**Dataset:**
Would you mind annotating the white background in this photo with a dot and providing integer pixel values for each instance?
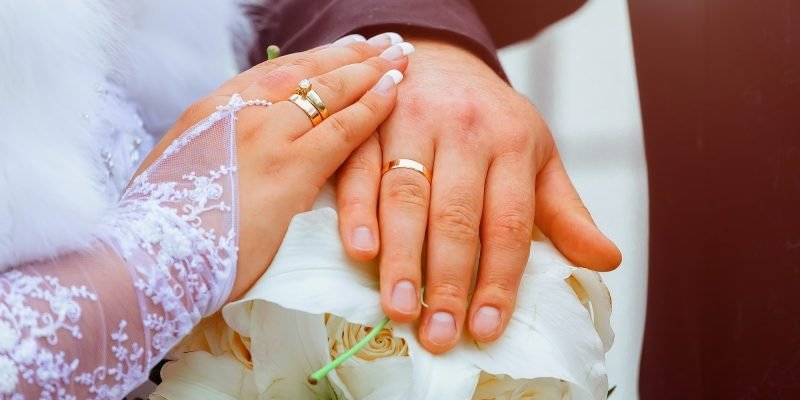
(581, 75)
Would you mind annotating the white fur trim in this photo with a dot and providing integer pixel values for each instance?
(166, 54)
(52, 56)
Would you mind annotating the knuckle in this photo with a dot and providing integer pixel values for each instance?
(501, 289)
(510, 229)
(341, 128)
(371, 106)
(517, 139)
(274, 78)
(408, 192)
(446, 290)
(308, 64)
(375, 65)
(464, 107)
(362, 50)
(458, 220)
(360, 165)
(333, 82)
(351, 202)
(266, 66)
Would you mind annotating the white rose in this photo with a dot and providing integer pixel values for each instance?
(343, 335)
(200, 375)
(8, 337)
(494, 387)
(8, 375)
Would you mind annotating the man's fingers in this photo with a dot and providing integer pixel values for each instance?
(403, 216)
(506, 228)
(358, 184)
(561, 215)
(453, 229)
(328, 145)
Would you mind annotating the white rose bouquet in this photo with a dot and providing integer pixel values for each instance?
(312, 328)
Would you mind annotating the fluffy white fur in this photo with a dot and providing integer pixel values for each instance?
(53, 55)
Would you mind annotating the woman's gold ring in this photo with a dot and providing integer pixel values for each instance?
(407, 164)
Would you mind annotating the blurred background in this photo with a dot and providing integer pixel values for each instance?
(581, 75)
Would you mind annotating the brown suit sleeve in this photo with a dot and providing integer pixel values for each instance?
(479, 25)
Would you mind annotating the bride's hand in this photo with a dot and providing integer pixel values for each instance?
(282, 160)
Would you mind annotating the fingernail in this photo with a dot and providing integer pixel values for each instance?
(385, 40)
(362, 238)
(441, 328)
(348, 39)
(387, 81)
(404, 297)
(486, 321)
(397, 51)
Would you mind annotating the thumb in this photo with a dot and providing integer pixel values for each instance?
(562, 216)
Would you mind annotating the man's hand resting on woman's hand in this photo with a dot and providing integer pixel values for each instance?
(496, 173)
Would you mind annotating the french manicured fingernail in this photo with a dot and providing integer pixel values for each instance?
(486, 321)
(404, 297)
(348, 39)
(398, 51)
(441, 328)
(385, 40)
(387, 81)
(362, 238)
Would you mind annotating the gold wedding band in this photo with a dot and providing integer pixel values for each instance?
(315, 100)
(308, 108)
(306, 91)
(407, 164)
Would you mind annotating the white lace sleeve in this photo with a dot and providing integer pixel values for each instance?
(90, 325)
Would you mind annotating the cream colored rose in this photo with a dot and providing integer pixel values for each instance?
(343, 335)
(214, 336)
(494, 387)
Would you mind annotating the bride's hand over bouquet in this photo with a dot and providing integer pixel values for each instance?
(197, 225)
(283, 157)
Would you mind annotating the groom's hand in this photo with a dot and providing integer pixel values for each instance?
(496, 173)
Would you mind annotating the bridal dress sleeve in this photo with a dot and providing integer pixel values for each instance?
(90, 325)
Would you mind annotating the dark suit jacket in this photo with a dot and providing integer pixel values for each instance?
(720, 92)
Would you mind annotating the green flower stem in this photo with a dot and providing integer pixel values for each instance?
(324, 371)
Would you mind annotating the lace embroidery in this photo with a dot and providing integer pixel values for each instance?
(22, 324)
(175, 233)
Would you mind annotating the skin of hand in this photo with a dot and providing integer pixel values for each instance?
(496, 173)
(282, 161)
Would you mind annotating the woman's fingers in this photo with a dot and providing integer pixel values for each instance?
(358, 183)
(506, 228)
(328, 145)
(337, 89)
(279, 76)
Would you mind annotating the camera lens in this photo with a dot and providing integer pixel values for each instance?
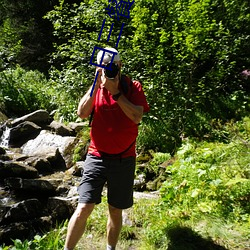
(111, 70)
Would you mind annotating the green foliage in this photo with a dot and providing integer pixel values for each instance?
(24, 91)
(188, 56)
(212, 178)
(52, 240)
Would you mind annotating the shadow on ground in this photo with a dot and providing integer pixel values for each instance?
(184, 238)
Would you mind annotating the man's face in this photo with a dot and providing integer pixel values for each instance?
(113, 69)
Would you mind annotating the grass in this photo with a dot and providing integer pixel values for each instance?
(204, 204)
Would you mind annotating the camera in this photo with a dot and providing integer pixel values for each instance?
(111, 70)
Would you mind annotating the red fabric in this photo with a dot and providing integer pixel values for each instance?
(112, 131)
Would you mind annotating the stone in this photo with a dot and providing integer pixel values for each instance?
(48, 142)
(22, 133)
(60, 208)
(23, 211)
(31, 187)
(41, 164)
(78, 126)
(16, 169)
(61, 129)
(39, 117)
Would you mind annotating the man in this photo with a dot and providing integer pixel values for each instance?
(118, 105)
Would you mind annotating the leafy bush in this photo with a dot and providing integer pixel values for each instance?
(24, 91)
(212, 178)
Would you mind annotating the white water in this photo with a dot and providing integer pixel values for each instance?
(4, 140)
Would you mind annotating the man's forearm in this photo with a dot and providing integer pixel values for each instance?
(86, 104)
(132, 111)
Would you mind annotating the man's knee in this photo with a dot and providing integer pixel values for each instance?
(113, 211)
(83, 210)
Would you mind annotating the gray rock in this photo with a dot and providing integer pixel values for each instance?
(33, 186)
(39, 117)
(22, 133)
(60, 208)
(42, 165)
(61, 129)
(23, 211)
(47, 142)
(16, 169)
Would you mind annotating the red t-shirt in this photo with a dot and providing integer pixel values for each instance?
(112, 132)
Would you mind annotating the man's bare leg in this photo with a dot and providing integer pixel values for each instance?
(114, 225)
(77, 224)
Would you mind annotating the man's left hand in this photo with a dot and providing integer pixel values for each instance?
(111, 84)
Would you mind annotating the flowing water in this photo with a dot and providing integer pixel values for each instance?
(4, 140)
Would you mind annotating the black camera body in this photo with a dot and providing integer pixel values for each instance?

**Aim:**
Put all the lines above into a numbered list, skipping any blank lines and leaving out the pictures.

**Task solution:**
1. Would you mind annotating the white background in this photo with a dot and providing integer pixel values for each instance?
2. (581, 75)
3. Would you mind annotating the white fur trim in this photo with a dot and providing integer pixel values for each instance?
4. (166, 54)
5. (52, 56)
6. Would you mind annotating the knuckle in this photo with a dot and providing integer pixel values for each instance?
7. (501, 289)
8. (510, 229)
9. (341, 128)
10. (371, 106)
11. (517, 139)
12. (274, 78)
13. (408, 192)
14. (446, 290)
15. (308, 64)
16. (375, 65)
17. (464, 107)
18. (362, 50)
19. (458, 220)
20. (360, 165)
21. (333, 82)
22. (351, 202)
23. (266, 66)
24. Would you mind annotating the white rose in this photo with a dot and providing integer pixel values for each instance?
25. (343, 335)
26. (200, 375)
27. (8, 337)
28. (494, 387)
29. (8, 375)
30. Would you mind annotating the man's fingers in this photo with a dot and providing integer pixel values for each instance?
31. (403, 216)
32. (506, 228)
33. (358, 184)
34. (561, 215)
35. (453, 229)
36. (328, 145)
37. Would you mind annotating the white rose bouquet in this photo with a dot and providing integer pixel values for each instance?
38. (312, 328)
39. Would you mind annotating the fluffy white fur in this photo with a dot and providing integer pixel values for each instance?
40. (53, 55)
41. Would you mind annotating the woman's gold ring in this photo with a dot and providing integer pixel values for each instance?
42. (407, 164)
43. Would you mind annotating the blurred background in this photo with a dot and providing integer pixel values for each instance?
44. (581, 75)
45. Would you mind annotating the brown suit sleeve in this photo with a dot and providing integer pixel values for each instance?
46. (479, 25)
47. Would you mind annotating the bride's hand in this photo with a dot and providing integer pixel values for each instance?
48. (282, 160)
49. Would you mind annotating the fingernail in this photo with a dot and providing integer pixel values for each instance?
50. (385, 40)
51. (362, 238)
52. (441, 328)
53. (348, 39)
54. (387, 81)
55. (404, 297)
56. (486, 321)
57. (397, 51)
58. Would you mind annotating the thumb in this photo with a dot and providing integer pixel values for each instance?
59. (562, 216)
60. Would you mind annotating the man's hand resting on woman's hand in this photo with a dot and providing integer pixel values for each instance?
61. (496, 173)
62. Would you mind annotating the french manicured fingernail in this photo with a dot and providing integer pixel values for each instance?
63. (486, 321)
64. (404, 297)
65. (348, 39)
66. (398, 51)
67. (441, 328)
68. (385, 40)
69. (387, 81)
70. (362, 238)
71. Would you mind annotating the gold wedding band in this photo with a dot and providing integer pixel values for each instance?
72. (315, 100)
73. (308, 108)
74. (306, 91)
75. (407, 164)
76. Would you mind annotating the white lace sleeve in this photo with a dot and providing integer pixel values for each instance?
77. (90, 325)
78. Would you mind annotating the cream colored rose in this photo with a dot and providing integer pixel values for each instance?
79. (343, 335)
80. (214, 336)
81. (494, 387)
82. Would you mind annotating the bride's hand over bouquet in this photo with a dot and providing integer pixel values for each instance?
83. (197, 225)
84. (283, 157)
85. Would you mind annotating the groom's hand in this photo with a dot and providing integer pixel values for each instance?
86. (496, 173)
87. Would you mind annotating the bridal dress sleeve in this photo with a dot and providing integer pixel values for each instance?
88. (90, 325)
89. Would you mind annotating the dark suit jacket in this photo with a dot and providing integer pixel values for each instance?
90. (720, 92)
91. Would you mind annotating the green flower stem in this photo with a dot and providing integer pixel values for each instance?
92. (324, 371)
93. Would you mind annotating the lace embroidery in this photo with a dot and providing integer pixel values for each instance?
94. (22, 324)
95. (175, 233)
96. Would you mind annotating the skin of hand in this photo with a dot and providing integer pixel values for each instance?
97. (496, 173)
98. (282, 161)
99. Would you mind annotating the woman's fingers in this photo with a dot and providing integer pixel values for each instance?
100. (358, 183)
101. (506, 228)
102. (328, 145)
103. (337, 89)
104. (279, 76)
105. Would you mind annotating the camera lens in this photo with a dot and providing integer pixel values for each instance?
106. (111, 70)
107. Would you mind annotating the green foliage in this photo with a dot and providing integer pixel values for each instance?
108. (24, 91)
109. (188, 56)
110. (212, 178)
111. (52, 240)
112. Would you mind annotating the shadow on ground in this photo with a dot and providing integer pixel values for each instance?
113. (184, 238)
114. Would you mind annotating the man's face in this photo with a dot and providing integer pixel values for each instance?
115. (113, 69)
116. Would you mind annotating the grass in this photo with a dot and providing integer pixel values for each instance?
117. (204, 204)
118. Would you mind annotating the camera in this photo with a dot and providing integer pixel values for each instance?
119. (111, 70)
120. Would you mind annotating the red fabric in this photo with a dot and providing integer pixel values for each instance?
121. (112, 131)
122. Would you mind annotating the stone in this photo with a dot and providing integer pixel values for each instance?
123. (48, 142)
124. (22, 133)
125. (60, 208)
126. (23, 211)
127. (31, 187)
128. (41, 164)
129. (78, 126)
130. (16, 169)
131. (61, 129)
132. (39, 117)
133. Would you mind annotating the man in this photo with a dot and providing integer pixel values for each instance?
134. (118, 105)
135. Would you mind annotating the leafy bush in this photo with a dot and providing integer pixel values for each instance?
136. (24, 91)
137. (212, 178)
138. Would you mind annotating the white water in this photo with a dot and providing integer pixel values for each instance?
139. (4, 140)
140. Would you mind annotating the man's forearm in this photo with a dot and providing integer pixel values for each instance?
141. (86, 104)
142. (132, 111)
143. Would you mind annotating the man's knee in this photo with a dot and providing integer pixel values for each instance?
144. (113, 211)
145. (83, 210)
146. Would you mind annotating the gray rock in this photo with a dot and providing integer pixel values for each instance?
147. (33, 186)
148. (39, 117)
149. (22, 133)
150. (60, 208)
151. (42, 165)
152. (61, 129)
153. (23, 211)
154. (47, 142)
155. (16, 169)
156. Would you mind annotating the red t-shirt in this photo with a dot and providing integer pixel values for each instance?
157. (112, 132)
158. Would you mind annotating the man's bare leg in this photo with a dot and providing integer pixel values for each instance?
159. (114, 225)
160. (77, 224)
161. Would you mind annotating the man's left hand in this photo with a dot and providing integer pixel values for each instance?
162. (111, 84)
163. Would you mind annotating the flowing water in this photo with a dot and providing integer pixel values for each instance?
164. (4, 140)
165. Would you mind annotating the black camera body in this photo with a dot and providing integer pixel values for each instance?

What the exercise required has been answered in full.